DIRECTIONS FOR THIS TASK
Set down the material in full. Keep every line exactly as it is.

---- RECORD EXTRACTS

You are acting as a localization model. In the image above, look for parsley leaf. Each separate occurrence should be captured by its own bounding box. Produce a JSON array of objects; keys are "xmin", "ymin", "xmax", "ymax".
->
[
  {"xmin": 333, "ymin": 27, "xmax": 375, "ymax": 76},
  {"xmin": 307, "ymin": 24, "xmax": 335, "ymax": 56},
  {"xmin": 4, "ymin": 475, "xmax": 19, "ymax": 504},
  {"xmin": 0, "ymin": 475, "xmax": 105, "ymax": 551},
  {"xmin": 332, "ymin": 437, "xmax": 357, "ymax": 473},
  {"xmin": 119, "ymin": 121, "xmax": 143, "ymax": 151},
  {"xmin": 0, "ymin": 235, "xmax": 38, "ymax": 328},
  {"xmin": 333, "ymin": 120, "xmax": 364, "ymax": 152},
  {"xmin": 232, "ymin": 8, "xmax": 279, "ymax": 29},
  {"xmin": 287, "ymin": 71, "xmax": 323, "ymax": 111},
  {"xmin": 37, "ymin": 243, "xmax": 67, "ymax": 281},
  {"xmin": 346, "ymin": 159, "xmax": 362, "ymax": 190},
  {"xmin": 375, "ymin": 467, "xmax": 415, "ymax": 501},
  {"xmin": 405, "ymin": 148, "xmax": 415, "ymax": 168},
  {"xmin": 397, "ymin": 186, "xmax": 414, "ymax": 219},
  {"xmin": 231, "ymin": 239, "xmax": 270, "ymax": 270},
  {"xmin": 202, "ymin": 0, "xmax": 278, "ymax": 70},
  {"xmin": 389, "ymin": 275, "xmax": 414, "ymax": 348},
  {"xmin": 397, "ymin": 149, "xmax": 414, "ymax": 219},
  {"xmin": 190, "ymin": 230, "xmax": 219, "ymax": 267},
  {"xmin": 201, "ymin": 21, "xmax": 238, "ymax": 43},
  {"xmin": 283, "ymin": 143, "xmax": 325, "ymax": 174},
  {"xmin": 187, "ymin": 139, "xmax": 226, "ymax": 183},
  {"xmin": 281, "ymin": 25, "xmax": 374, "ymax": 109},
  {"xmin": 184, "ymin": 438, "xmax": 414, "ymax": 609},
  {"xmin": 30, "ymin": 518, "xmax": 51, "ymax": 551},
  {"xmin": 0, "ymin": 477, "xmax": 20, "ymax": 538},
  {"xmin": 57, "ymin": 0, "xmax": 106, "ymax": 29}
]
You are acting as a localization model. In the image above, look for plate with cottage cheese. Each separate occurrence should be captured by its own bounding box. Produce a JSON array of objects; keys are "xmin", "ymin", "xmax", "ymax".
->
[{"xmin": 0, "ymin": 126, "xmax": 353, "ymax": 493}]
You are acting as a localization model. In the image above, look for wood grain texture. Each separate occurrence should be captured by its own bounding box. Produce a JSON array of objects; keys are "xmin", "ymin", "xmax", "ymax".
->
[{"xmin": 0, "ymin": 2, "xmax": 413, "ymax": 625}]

--------

PROBLEM SOLUTION
You are acting as a localization model. In the image above, look for parsley leaf. Each separate occurrence should be captured by its own bounding box. Produce a JSON array of objects; keys are "xmin", "ymin", "xmax", "ymax".
->
[
  {"xmin": 333, "ymin": 27, "xmax": 375, "ymax": 76},
  {"xmin": 307, "ymin": 24, "xmax": 335, "ymax": 56},
  {"xmin": 4, "ymin": 475, "xmax": 19, "ymax": 504},
  {"xmin": 0, "ymin": 475, "xmax": 105, "ymax": 551},
  {"xmin": 332, "ymin": 437, "xmax": 357, "ymax": 473},
  {"xmin": 119, "ymin": 121, "xmax": 143, "ymax": 151},
  {"xmin": 0, "ymin": 235, "xmax": 38, "ymax": 328},
  {"xmin": 333, "ymin": 120, "xmax": 364, "ymax": 152},
  {"xmin": 232, "ymin": 8, "xmax": 279, "ymax": 29},
  {"xmin": 287, "ymin": 71, "xmax": 323, "ymax": 111},
  {"xmin": 37, "ymin": 243, "xmax": 67, "ymax": 281},
  {"xmin": 346, "ymin": 159, "xmax": 362, "ymax": 190},
  {"xmin": 375, "ymin": 467, "xmax": 415, "ymax": 501},
  {"xmin": 405, "ymin": 148, "xmax": 415, "ymax": 168},
  {"xmin": 397, "ymin": 186, "xmax": 414, "ymax": 219},
  {"xmin": 231, "ymin": 239, "xmax": 270, "ymax": 270},
  {"xmin": 202, "ymin": 0, "xmax": 278, "ymax": 70},
  {"xmin": 389, "ymin": 275, "xmax": 414, "ymax": 348},
  {"xmin": 397, "ymin": 149, "xmax": 414, "ymax": 219},
  {"xmin": 190, "ymin": 230, "xmax": 219, "ymax": 267},
  {"xmin": 201, "ymin": 21, "xmax": 238, "ymax": 43},
  {"xmin": 283, "ymin": 143, "xmax": 325, "ymax": 174},
  {"xmin": 187, "ymin": 139, "xmax": 226, "ymax": 183},
  {"xmin": 281, "ymin": 25, "xmax": 374, "ymax": 109},
  {"xmin": 184, "ymin": 438, "xmax": 414, "ymax": 609},
  {"xmin": 30, "ymin": 518, "xmax": 51, "ymax": 551},
  {"xmin": 0, "ymin": 477, "xmax": 20, "ymax": 538},
  {"xmin": 57, "ymin": 0, "xmax": 106, "ymax": 29}
]
You are acting as a localization model. In the image above, look for plate with cottage cheese. Each separate occurrence should be captured by its own bounding box. Produce a JSON array of objects; keys are "xmin", "ymin", "xmax", "ymax".
->
[{"xmin": 0, "ymin": 126, "xmax": 353, "ymax": 493}]
You are acting as a localization model. In the image above, look for wood grain texture. Each separate occurrence should be captured by its own bounding box. Produce a JSON array of objects; keys are "xmin", "ymin", "xmax", "ymax".
->
[{"xmin": 0, "ymin": 2, "xmax": 413, "ymax": 625}]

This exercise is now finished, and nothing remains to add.